## Task instructions
Scan the entries below. Report each line where the string "space" occurs.
START Dataset extract
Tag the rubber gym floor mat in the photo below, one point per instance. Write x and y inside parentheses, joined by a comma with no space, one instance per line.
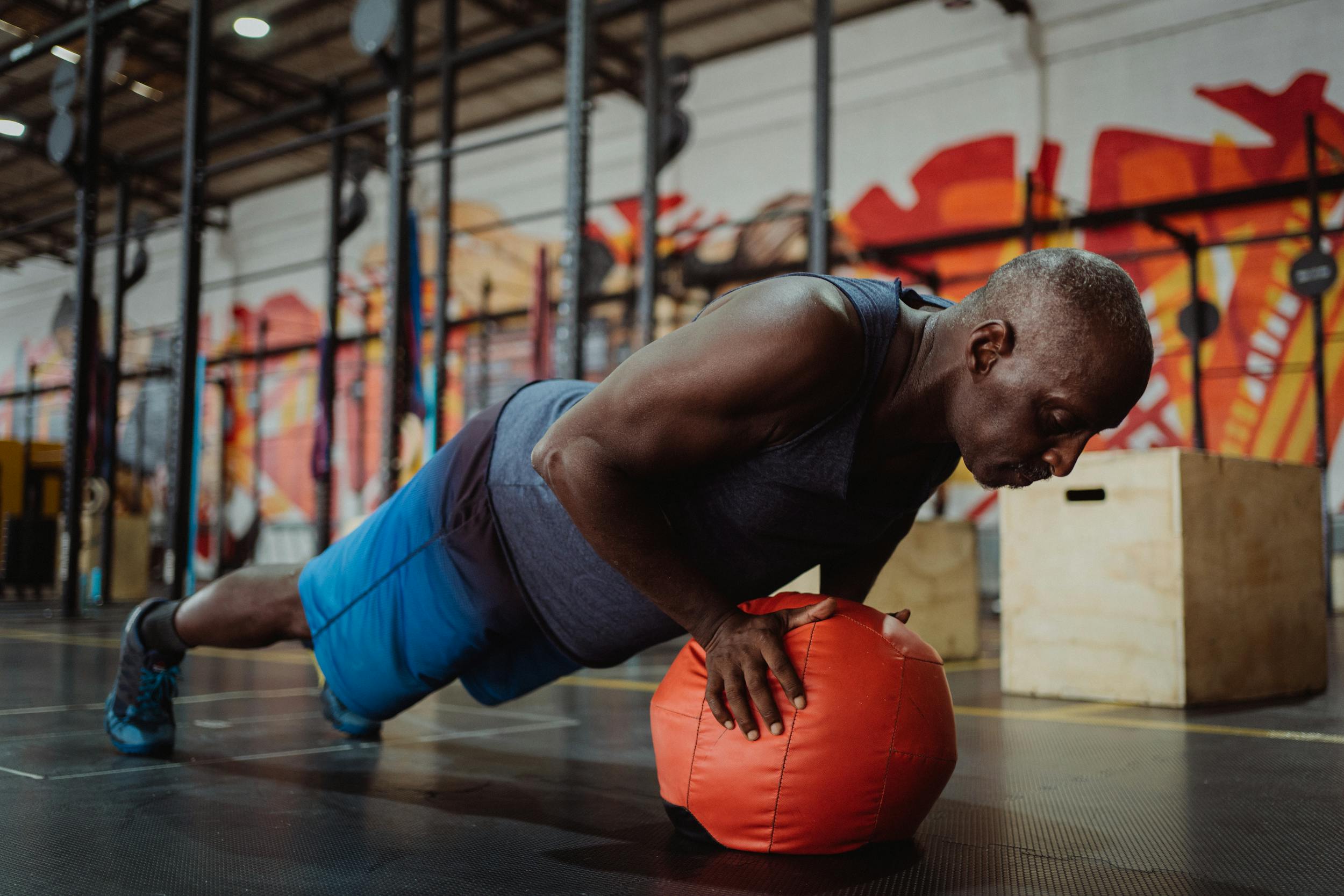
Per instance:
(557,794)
END Dataset extract
START Dataset extract
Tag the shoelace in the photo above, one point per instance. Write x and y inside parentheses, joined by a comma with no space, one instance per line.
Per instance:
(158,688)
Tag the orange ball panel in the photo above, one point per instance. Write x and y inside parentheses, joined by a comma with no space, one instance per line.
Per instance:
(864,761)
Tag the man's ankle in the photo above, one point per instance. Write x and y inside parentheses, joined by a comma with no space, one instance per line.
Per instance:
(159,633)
END Dataset extract
START Dataset extract
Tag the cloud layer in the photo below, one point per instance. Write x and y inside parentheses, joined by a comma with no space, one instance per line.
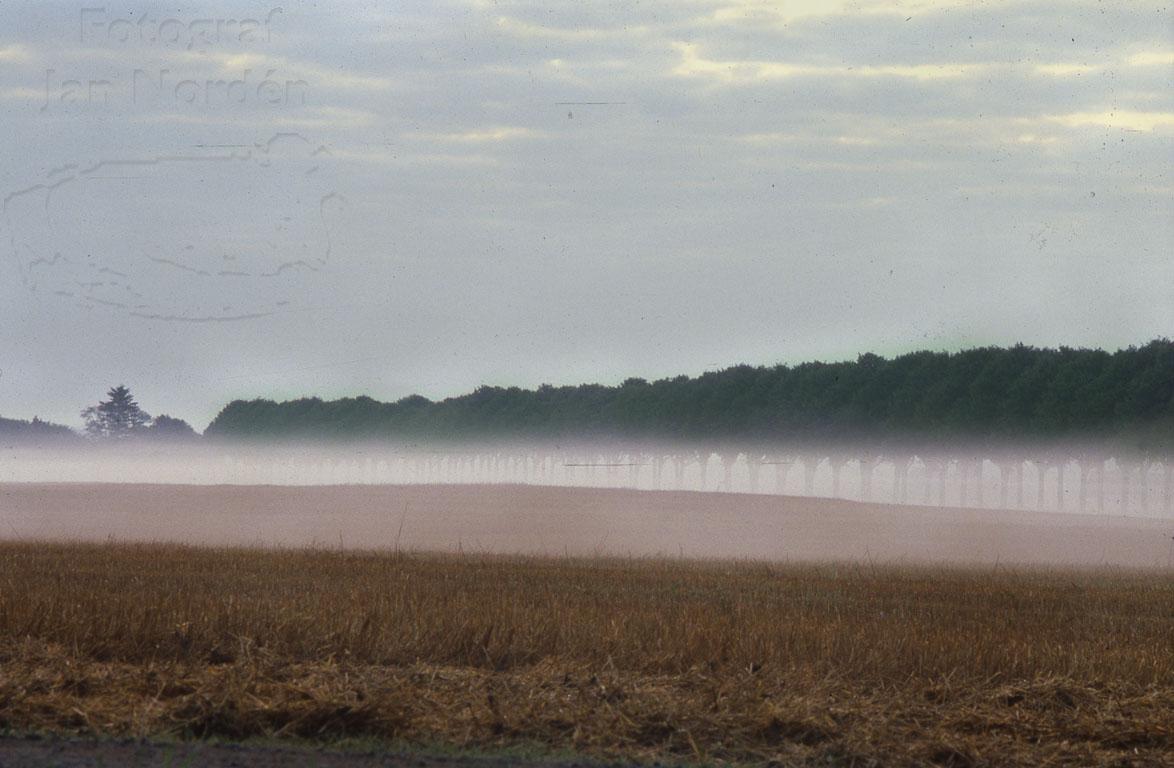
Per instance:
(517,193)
END Dataset extract
## Written response
Tag the rubber gym floor mat in the photo below, one point per instance. Write x and y inside parentheses, joined by a comma with no space, one instance per line.
Tag the shoelace in the photo above, one point per instance. Write x and y inside parentheses, joined by a comma with no space, one instance per line.
Tag the orange ball panel in the photo above, one point per instance. Write x and y inside parentheses, joined by a comma with no space, one instance per line.
Tag the man's ankle in the photo above, one point per instance. Write x and y inside parentheses, joined by a comma with no space, one instance per line.
Tag the cloud layer in the photo below, one point per instance. Write x and y inside parentheses, joined by a comma with no space, one instance per line.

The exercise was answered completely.